The task: Restate each of the lines given below, word for word.

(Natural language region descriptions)
┄┄┄┄┄┄

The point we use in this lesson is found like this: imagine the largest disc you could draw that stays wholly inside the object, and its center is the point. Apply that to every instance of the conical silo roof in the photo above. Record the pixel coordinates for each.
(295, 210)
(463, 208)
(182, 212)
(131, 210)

┄┄┄┄┄┄

Task result:
The point we use in this lesson is found like this: imagine the largest disc you could draw that stays wholly inside the object, and its center is the point. Apply that to every instance of the conical silo roof in the photo above. Record the pixel coordinates for each.
(295, 210)
(463, 208)
(182, 212)
(131, 210)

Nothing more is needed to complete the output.